▶ **PROBLEM**: An exact reproduction of the records is required, with all images left out.

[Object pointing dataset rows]
* * * * * * * * *
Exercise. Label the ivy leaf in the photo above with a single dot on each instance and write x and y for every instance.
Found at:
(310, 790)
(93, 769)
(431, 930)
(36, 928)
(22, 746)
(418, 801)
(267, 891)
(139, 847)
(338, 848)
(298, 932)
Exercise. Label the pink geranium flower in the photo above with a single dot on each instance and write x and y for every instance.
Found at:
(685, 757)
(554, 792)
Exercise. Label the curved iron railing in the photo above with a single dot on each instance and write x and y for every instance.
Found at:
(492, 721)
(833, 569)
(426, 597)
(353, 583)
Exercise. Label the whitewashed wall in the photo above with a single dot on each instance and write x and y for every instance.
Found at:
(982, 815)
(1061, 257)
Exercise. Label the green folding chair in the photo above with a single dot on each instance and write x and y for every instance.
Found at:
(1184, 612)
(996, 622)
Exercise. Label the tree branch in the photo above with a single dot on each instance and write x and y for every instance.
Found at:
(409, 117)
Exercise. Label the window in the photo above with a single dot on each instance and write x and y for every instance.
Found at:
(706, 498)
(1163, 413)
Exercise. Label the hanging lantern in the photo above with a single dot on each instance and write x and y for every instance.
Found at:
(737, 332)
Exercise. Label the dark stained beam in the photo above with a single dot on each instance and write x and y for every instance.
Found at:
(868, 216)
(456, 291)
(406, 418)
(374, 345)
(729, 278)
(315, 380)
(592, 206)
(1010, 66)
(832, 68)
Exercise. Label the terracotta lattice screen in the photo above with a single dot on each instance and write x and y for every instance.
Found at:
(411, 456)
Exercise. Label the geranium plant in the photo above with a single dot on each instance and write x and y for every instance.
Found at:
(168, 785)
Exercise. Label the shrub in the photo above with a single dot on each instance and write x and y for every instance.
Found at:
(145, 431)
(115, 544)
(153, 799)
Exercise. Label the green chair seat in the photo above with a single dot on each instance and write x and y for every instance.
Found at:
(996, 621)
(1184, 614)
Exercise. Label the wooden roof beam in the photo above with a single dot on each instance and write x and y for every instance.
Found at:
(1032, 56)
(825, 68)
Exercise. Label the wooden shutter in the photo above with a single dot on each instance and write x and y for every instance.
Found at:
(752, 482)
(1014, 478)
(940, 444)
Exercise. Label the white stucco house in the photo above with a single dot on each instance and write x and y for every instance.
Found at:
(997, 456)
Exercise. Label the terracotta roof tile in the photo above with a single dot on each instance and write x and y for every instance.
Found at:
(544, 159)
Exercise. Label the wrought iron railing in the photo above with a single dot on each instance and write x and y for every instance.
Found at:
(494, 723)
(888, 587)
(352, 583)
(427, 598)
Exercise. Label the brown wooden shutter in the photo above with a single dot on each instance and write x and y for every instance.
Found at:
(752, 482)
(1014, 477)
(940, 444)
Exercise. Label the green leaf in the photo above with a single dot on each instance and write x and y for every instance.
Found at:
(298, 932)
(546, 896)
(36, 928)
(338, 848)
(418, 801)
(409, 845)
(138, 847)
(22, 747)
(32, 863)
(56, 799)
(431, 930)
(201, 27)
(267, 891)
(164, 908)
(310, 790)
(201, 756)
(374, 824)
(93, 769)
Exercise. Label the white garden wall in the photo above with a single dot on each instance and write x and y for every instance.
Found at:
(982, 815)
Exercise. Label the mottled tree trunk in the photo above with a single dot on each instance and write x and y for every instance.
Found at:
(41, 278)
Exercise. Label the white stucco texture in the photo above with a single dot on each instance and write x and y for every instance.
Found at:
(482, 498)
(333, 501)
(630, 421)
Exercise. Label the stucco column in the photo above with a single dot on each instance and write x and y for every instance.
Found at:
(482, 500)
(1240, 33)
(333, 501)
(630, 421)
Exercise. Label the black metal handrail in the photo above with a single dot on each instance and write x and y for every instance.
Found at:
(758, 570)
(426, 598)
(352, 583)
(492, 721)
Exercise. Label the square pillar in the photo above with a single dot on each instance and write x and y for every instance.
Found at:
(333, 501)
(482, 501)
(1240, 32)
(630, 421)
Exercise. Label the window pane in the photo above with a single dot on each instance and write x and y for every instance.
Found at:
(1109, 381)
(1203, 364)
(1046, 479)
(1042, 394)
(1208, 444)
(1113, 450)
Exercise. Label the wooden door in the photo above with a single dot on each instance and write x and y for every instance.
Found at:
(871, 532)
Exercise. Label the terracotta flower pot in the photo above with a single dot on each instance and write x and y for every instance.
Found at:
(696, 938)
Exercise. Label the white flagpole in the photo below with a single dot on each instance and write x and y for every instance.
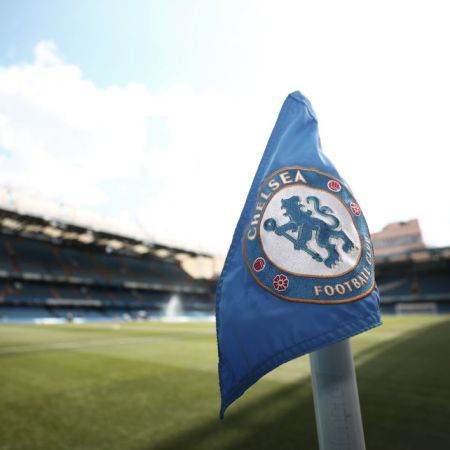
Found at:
(336, 401)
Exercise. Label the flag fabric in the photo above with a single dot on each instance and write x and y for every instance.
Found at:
(299, 274)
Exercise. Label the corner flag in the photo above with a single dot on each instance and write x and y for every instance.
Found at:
(299, 274)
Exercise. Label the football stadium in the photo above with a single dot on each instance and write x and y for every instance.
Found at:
(107, 342)
(223, 225)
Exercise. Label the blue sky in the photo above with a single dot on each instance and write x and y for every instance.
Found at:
(129, 108)
(158, 43)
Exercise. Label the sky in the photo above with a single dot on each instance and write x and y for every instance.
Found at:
(157, 112)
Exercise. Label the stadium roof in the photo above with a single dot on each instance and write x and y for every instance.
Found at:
(27, 225)
(416, 256)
* * * * * * * * *
▶ **TASK RESULT**:
Exercise. Label the ivy leaf in the photo above with a single dot on each instance and write x and y for every instance.
Found at:
(310, 790)
(93, 769)
(431, 930)
(36, 928)
(22, 746)
(418, 801)
(267, 891)
(139, 847)
(338, 848)
(298, 932)
Exercise. Label the pink geranium flower in the photo above with a single dot on each instance and write x and y for every instance.
Found at:
(685, 757)
(554, 792)
Exercise. Label the curved iron railing in the photo above with a single dot on each instance and write x and y for every instance.
Found at:
(492, 721)
(833, 569)
(426, 597)
(353, 583)
Exercise. Label the whitewashed wall in the photo above with a single dot on each instance and write x and y for every instance.
Found at:
(982, 815)
(1061, 257)
Exercise. Label the green folding chair in the photo above with a single dot on each instance and write x and y for every instance.
Found at:
(1184, 612)
(996, 622)
Exercise. Label the tree branch in the photo above with a single dot on each instance and write x and y for every instance.
Found at:
(409, 117)
Exercise. Label the window in the photo above with a single dot on each instance and write x and y for every instance.
Found at:
(706, 498)
(1163, 413)
Exercise. Label the hanging lantern in the photo above with a single dot on each instance and write x and y for every instance.
Found at:
(737, 332)
Exercise. Label the dark stained beam in the photo above with a single dot on each instance and write x and y for every instance.
Found at:
(868, 216)
(456, 291)
(406, 418)
(374, 345)
(729, 278)
(315, 380)
(592, 206)
(1010, 66)
(832, 68)
Exercise. Label the terracotta lattice screen in the photo above with a single dot on each instance and write x and y for every instance.
Found at:
(411, 456)
Exercise. Label the geranium plant in the photo above with a single dot on each instance and write x and y for every instance.
Found at:
(168, 785)
Exercise. Label the shrub in the photo above with a single dot on each instance and write x and y for every instance.
Found at:
(145, 431)
(115, 544)
(153, 799)
Exercise. Label the green chair seat in the photo above with a single dot on each instance and write x and y for every instance.
Found at:
(996, 621)
(1184, 614)
Exercise. Label the wooden roof beam in the photo above with a single dot on each instance and write x and y for every instance.
Found at:
(1032, 56)
(825, 68)
Exercise. Label the wooden shutter in the photo above with a single dot on each instance and write x and y for every instance.
Found at:
(752, 482)
(1014, 478)
(940, 444)
Exercise. Label the white stucco house in the photo above with a single dot on each instance and write x and y for every instance.
Found at:
(997, 456)
Exercise. Label the terracotta roof tile in the photo above with a single dot on each instance and write x and y for every instance.
Found at:
(544, 159)
Exercise. Label the wrought iron railing in the photo above with a single dot on each instance and write x and y for every instance.
Found at:
(494, 723)
(888, 587)
(352, 583)
(427, 598)
Exercise. Label the brown wooden shutter in the photo above with a single dot on each instance and write x and y for every instance.
Found at:
(752, 482)
(1014, 477)
(940, 444)
Exercise. Label the green leaf in the photo above with a single dot on each instance and write x and y for every instance.
Found at:
(298, 932)
(546, 896)
(36, 928)
(338, 848)
(418, 801)
(409, 845)
(138, 847)
(22, 747)
(32, 863)
(56, 799)
(431, 930)
(201, 27)
(267, 891)
(164, 908)
(310, 790)
(201, 756)
(374, 824)
(93, 769)
Exercise. Label the white garden wall in the photo above with a single dot on each instance and write x and y for every instance.
Found at:
(982, 815)
Exercise. Label the mottled tree trunk in the photo above with a single dot on each instance and write x and y for every instance.
Found at:
(41, 278)
Exercise. Label the white stucco texture in the photo above with a single dot on each instance and write x and y for every instance.
Found at:
(482, 498)
(333, 501)
(630, 421)
Exercise. Label the stucco column in the photo above with a single dot on each instance and write x and y for every instance.
Found at:
(482, 500)
(1240, 33)
(333, 501)
(630, 421)
Exercise. Label the black metal handrail in the photo above with a single dot on each instance and write x and y for every instance.
Found at:
(758, 570)
(426, 598)
(352, 583)
(492, 721)
Exercise. Label the square pillar in the photo above with a single dot on each instance and write x and y for every instance.
Found at:
(333, 501)
(482, 501)
(1240, 32)
(630, 421)
Exercise. Label the window pane in the photo above with a single dot on each instance and write x and y for every instance.
Found at:
(1109, 381)
(1203, 364)
(1046, 479)
(1042, 394)
(1208, 444)
(1113, 450)
Exercise. Label the wooden door in the photo above with a single dot on each instance and write x and y for every instance.
Found at:
(871, 532)
Exercise. Label the terracotta flower pot in the photo above with a single dot on each instance and write x and y for every instance.
Found at:
(696, 938)
Exercise. Label the white flagpole in the photo below with a single dot on each instance and write x and y for every instance.
Found at:
(336, 401)
Exercise. Label the flag fabric in the photo above with a single dot on each instance and write x and y for every instance.
Found at:
(299, 274)
Exercise. Label the corner flag in the photo above with a single dot on each instance and write x and y for every instance.
Found at:
(299, 274)
Exercise. Label the football stadium in the photo above with a single dot on each instance and write x and y for every instance.
Found at:
(107, 342)
(223, 225)
Exercise. Label the blue sky in the photo above with a single dot on each instance and write x and y for every instance.
Found at:
(129, 108)
(158, 43)
Exercise. Label the sky in the photo above with a single dot on each instance and write x and y for every instance.
Found at:
(157, 112)
Exercise. Label the stadium roof in the photo above with a single dot on each instance and write x and y for every instance.
Found at:
(27, 225)
(416, 256)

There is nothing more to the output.